◆ What this task involves: Restate the records below word for word, and omit the images they hold.

* * * * *

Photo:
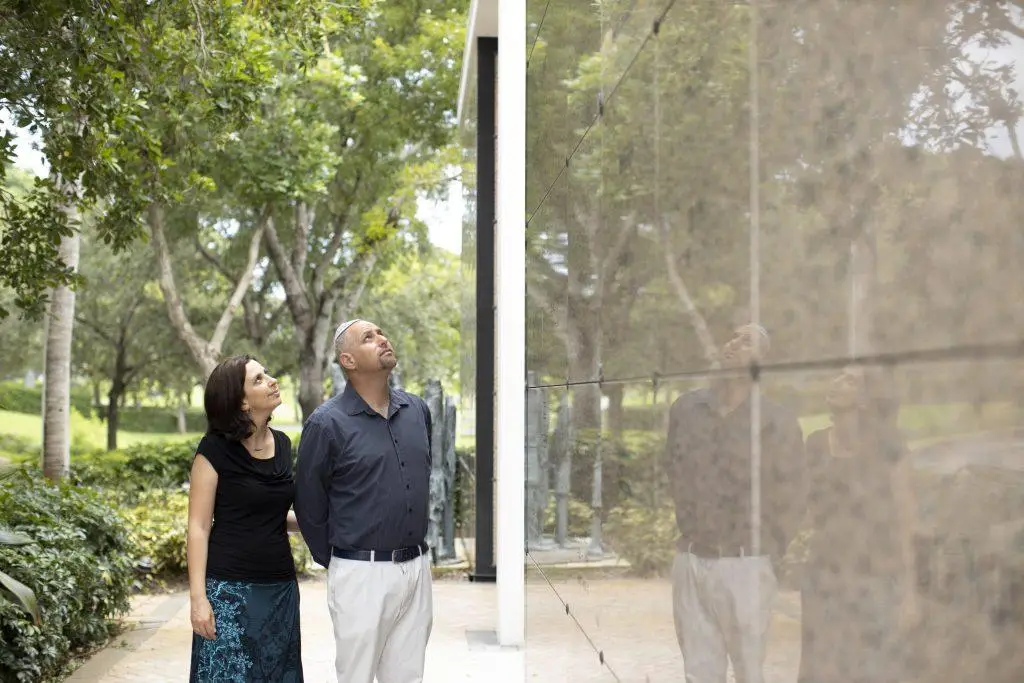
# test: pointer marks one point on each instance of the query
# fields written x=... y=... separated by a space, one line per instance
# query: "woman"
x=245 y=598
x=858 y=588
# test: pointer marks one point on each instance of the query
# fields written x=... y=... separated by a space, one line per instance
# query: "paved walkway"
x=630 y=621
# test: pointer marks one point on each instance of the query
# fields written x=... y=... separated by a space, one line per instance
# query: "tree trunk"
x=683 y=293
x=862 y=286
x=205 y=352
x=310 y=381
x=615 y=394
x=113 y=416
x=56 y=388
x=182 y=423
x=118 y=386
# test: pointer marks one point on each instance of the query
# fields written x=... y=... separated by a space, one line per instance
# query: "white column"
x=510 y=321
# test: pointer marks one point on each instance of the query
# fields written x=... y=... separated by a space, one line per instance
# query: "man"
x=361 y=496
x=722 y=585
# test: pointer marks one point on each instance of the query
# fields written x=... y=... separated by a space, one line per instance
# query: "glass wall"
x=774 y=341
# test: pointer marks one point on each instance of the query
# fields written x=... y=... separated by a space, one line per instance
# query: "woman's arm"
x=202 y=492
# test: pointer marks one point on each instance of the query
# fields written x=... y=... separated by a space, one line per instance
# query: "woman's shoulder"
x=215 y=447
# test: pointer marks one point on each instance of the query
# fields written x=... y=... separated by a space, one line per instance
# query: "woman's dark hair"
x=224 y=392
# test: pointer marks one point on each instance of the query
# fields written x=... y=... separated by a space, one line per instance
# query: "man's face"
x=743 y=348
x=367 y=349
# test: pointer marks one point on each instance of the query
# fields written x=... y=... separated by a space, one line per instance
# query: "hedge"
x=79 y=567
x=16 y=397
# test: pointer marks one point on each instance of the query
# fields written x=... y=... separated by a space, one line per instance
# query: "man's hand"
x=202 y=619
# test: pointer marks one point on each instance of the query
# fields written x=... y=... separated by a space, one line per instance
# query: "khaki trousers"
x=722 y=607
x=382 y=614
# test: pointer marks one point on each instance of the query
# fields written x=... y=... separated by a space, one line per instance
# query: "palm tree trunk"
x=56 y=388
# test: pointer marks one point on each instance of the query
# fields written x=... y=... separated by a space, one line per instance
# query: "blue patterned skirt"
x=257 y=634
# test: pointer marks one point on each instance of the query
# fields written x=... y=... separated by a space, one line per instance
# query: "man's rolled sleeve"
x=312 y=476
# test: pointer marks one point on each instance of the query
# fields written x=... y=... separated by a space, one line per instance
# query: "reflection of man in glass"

* * * * *

◆ Reply to the exercise:
Photo:
# test: pointer marks one point on each instance of the query
# fields written x=... y=... separated by a space, one line per instance
# query: "woman"
x=245 y=598
x=858 y=588
# test: pointer marks one point on each instance of the query
# fields written x=... y=... separated by a space, one line per instance
# query: "paved walkway"
x=630 y=621
# test: pointer marks one point on each instance of the query
# fields written x=... y=... separated by a space, one line per instance
# query: "tree trunk"
x=683 y=293
x=862 y=286
x=205 y=352
x=310 y=381
x=615 y=394
x=113 y=416
x=56 y=388
x=182 y=423
x=118 y=386
# test: pointer marks one point on each instance of the query
# fields written x=... y=... separated by a space, one line per instance
# query: "white column"
x=510 y=321
# test: pointer marks one point on each instance of the query
# fields written x=... y=... separated by a space, one line per instance
# query: "man"
x=361 y=496
x=722 y=585
# test: pointer marks one point on each instance of the query
# fields written x=... y=... separated by a space, one line per instance
# query: "glass wall"
x=774 y=341
# test: pointer marks one point on each instance of the query
# fields written x=... y=... separated by a space, one line per instance
# query: "woman's arm"
x=202 y=492
# test: pointer marks one point on each instance of the query
# fields written x=... y=... separated by a space, one line per instance
# query: "woman's shoulder"
x=215 y=447
# test: pointer marks one point on each instance of the query
# fields written x=... y=... separated by a space, one line per instance
# query: "woman's dark hair"
x=224 y=392
# test: pointer marks one point on each instance of the query
# fields written x=... y=... separated by a space, one line per instance
# query: "man's face"
x=743 y=348
x=367 y=349
# test: pointer marks one point on each instance of the query
# fields written x=... y=... separated by a space, one line per instance
# query: "hedge"
x=79 y=567
x=16 y=397
# test: pointer marks one point on each instance of the query
# fields written x=... y=... separated by a space, one line per instance
# query: "man's hand"
x=202 y=619
# test: pointer marks one point on each instance of the query
# fields written x=... y=... separated by a space, one line per instance
# query: "khaki trousers"
x=722 y=607
x=382 y=614
# test: pointer marks one point on each instance of the query
# fields written x=... y=... separated by a space, one line per instance
# query: "palm tree trunk"
x=56 y=388
# test: pointer marks one point on each instance of the query
# fields written x=... y=... separated by a space, one line per instance
# query: "blue patterned skirt"
x=257 y=634
# test: pointer marks one point on each instance of the query
# fields written x=... y=... separated by a space, one line per instance
# query: "man's rolled sleeve"
x=312 y=476
# test: pointer marks one point on each instance of the query
# fields written x=... y=... separated by a space, one line per instance
# query: "reflection of man in glass"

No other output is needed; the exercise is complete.